### [WHAT TO DO]
Report each line in the rows below that contains the word "face" and copy every such line in full.

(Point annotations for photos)
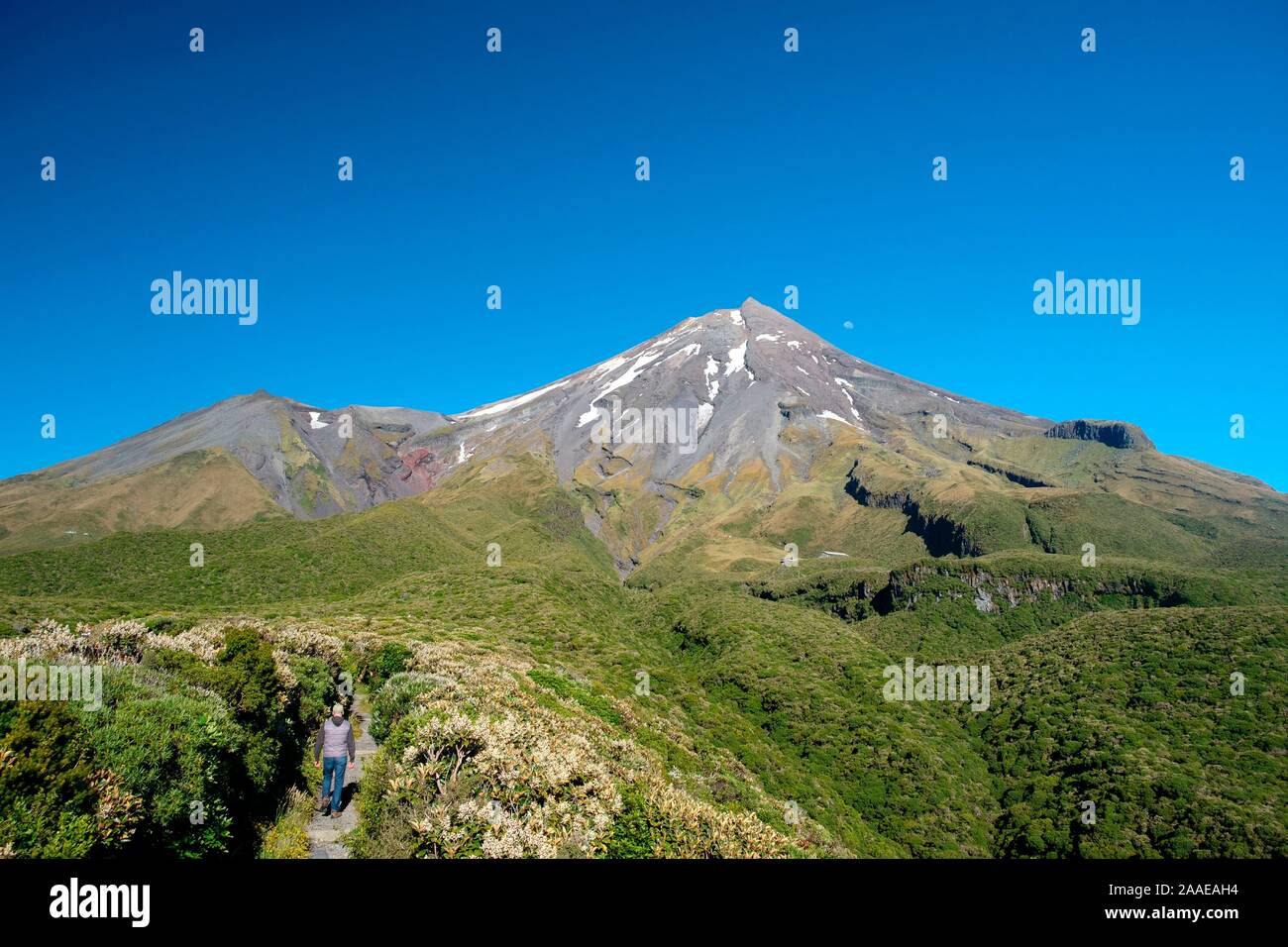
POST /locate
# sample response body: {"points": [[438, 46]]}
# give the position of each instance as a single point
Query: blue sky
{"points": [[768, 169]]}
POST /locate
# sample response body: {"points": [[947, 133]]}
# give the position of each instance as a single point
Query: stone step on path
{"points": [[325, 832]]}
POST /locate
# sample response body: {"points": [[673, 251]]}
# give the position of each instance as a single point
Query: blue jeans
{"points": [[333, 779]]}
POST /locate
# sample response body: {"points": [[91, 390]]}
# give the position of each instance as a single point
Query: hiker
{"points": [[330, 751]]}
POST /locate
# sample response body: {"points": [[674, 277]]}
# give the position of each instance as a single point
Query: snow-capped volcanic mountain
{"points": [[737, 379], [739, 421]]}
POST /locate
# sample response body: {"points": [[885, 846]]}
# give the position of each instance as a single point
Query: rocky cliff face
{"points": [[1109, 433]]}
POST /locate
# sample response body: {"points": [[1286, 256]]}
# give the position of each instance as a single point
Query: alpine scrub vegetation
{"points": [[185, 755], [478, 759]]}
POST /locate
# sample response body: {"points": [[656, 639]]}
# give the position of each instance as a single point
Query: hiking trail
{"points": [[323, 831]]}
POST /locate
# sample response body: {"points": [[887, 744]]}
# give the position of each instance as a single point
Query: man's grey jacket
{"points": [[334, 740]]}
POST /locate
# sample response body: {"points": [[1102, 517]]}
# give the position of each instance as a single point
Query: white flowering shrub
{"points": [[478, 762]]}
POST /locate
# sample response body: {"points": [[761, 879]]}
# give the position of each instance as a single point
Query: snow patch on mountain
{"points": [[709, 375], [502, 406]]}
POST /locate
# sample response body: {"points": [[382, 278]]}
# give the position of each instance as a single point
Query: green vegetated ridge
{"points": [[715, 703]]}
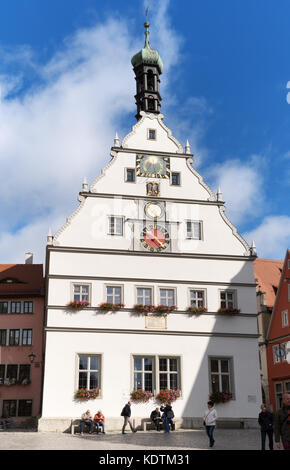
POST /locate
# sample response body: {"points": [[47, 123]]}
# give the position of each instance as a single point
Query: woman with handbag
{"points": [[209, 421]]}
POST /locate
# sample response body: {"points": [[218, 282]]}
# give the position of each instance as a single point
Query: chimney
{"points": [[28, 258]]}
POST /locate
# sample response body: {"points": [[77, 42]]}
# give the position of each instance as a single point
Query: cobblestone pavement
{"points": [[225, 439]]}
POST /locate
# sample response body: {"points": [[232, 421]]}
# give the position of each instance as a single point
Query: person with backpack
{"points": [[126, 413], [167, 418], [282, 424], [266, 424], [209, 421]]}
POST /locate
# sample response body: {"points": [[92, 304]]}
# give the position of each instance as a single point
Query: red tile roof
{"points": [[21, 279], [268, 273]]}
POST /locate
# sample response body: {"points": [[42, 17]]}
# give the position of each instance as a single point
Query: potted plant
{"points": [[83, 394], [228, 310], [191, 309], [220, 397], [109, 306], [168, 395], [141, 395], [78, 304], [164, 309], [144, 308]]}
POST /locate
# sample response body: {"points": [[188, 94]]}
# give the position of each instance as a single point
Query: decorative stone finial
{"points": [[253, 249], [187, 147], [116, 141], [49, 237], [219, 195], [85, 185]]}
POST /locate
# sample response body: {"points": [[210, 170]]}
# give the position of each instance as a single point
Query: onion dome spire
{"points": [[147, 65]]}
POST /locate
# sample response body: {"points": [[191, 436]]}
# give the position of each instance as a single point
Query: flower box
{"points": [[141, 396], [78, 304], [84, 394], [196, 309], [220, 397], [108, 306], [168, 395], [228, 310]]}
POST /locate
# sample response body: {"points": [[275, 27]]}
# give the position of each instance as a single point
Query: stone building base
{"points": [[63, 424]]}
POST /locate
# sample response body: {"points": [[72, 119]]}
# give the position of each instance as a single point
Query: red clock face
{"points": [[155, 238]]}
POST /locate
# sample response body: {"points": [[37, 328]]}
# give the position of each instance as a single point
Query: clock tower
{"points": [[147, 66], [149, 285]]}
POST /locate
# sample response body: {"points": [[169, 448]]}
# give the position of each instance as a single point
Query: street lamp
{"points": [[32, 356]]}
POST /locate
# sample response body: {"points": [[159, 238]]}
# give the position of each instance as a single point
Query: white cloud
{"points": [[272, 237], [241, 184]]}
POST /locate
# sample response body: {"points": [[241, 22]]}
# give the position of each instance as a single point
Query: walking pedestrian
{"points": [[126, 413], [167, 418], [209, 421], [266, 420], [282, 424], [86, 420]]}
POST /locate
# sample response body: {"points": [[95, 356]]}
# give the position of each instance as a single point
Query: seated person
{"points": [[156, 418], [99, 421], [87, 419]]}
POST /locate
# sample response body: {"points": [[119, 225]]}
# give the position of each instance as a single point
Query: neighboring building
{"points": [[267, 274], [277, 338], [21, 339], [150, 231]]}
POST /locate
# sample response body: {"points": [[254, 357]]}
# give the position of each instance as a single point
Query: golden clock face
{"points": [[152, 166], [154, 238]]}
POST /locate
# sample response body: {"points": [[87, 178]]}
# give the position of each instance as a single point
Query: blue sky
{"points": [[66, 87]]}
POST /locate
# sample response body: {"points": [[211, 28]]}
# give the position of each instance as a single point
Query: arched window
{"points": [[151, 103]]}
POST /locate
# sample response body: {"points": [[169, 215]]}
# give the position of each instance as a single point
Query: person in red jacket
{"points": [[99, 419]]}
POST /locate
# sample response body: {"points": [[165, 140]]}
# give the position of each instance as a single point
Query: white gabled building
{"points": [[150, 231]]}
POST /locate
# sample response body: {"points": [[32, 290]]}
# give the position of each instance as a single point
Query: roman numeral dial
{"points": [[154, 238]]}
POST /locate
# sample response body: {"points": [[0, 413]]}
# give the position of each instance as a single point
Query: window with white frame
{"points": [[81, 292], [143, 373], [89, 371], [3, 337], [194, 230], [28, 307], [144, 296], [169, 373], [220, 374], [115, 225], [151, 134], [26, 337], [197, 298], [277, 353], [14, 337], [285, 321], [130, 175], [175, 178], [228, 299], [15, 307], [167, 297], [3, 307], [114, 294]]}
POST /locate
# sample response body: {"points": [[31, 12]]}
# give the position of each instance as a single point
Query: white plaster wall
{"points": [[150, 267], [60, 293], [60, 379], [89, 227]]}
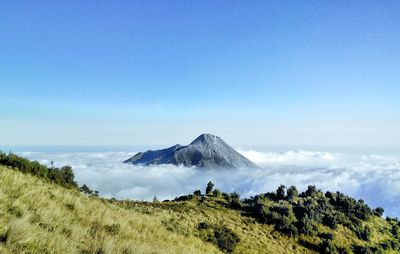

### [EXERCISE RESULT]
Query: rocky cliff face
Query: red clock face
Query: golden clock face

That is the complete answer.